Query Variables and Patterns
TypeQL is a declarative language: it focuses on describing the schema, data, or query through patterns, rather than specifying how to perform the query.
-
constraints;
-
negated patterns;
-
optional patterns;
-
disjunctions of patterns.
TypeQL conjunctions are commutative & composable, meaning the pattern ordering is irrelevant. You can (almost always) add or remove constraints, while the resulting conjunction remains valid for querying. This makes TypeQL easy to write and easy to debug!
Constraints & Variables
The basic building block of a pattern is a constraint between one or more concepts. A concept is a type, an instance of a type, or a value.
The concepts in a constraint can be specified directly, as we do when defining the schema:
define
entity person; # 'person' is an entity type.
attribute name; # 'name' is an attribute type.
name value string; # 'name' holds string values.
person owns name; # 'person' instances can own 'name' instances.
Or, we can use variables as placeholders for concepts, and query the database for concepts which "match" the pattern.
match # Find $e and $n such that:
entity $e; # $e is an entity type.
attribute $n; # $n is an attribute type.
$n value string; # $n holds string values.
$e owns $n; # $e instances can own instances of $n.

Tasks:
• a. In the TypeQL page, what three things can a concept be?
• b. Using the TypeQL page, explain why TypeQL is described as easy to write and easy to debug.

Collected material:
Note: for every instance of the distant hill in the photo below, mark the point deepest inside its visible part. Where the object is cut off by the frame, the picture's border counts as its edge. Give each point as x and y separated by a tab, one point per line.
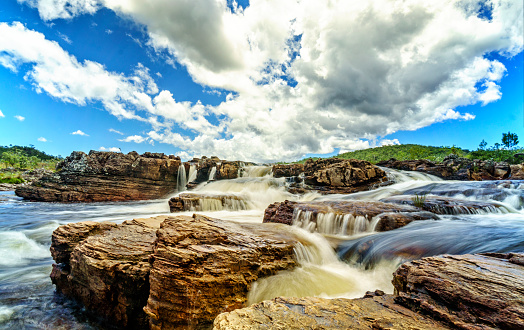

Solutions by task:
• a. A type, an instance of a type, or a value.

• b. TypeQL conjunctions are commutative and composable, so the order of patterns does not matter. Constraints can almost always be added or removed while the resulting conjunction stays valid for querying.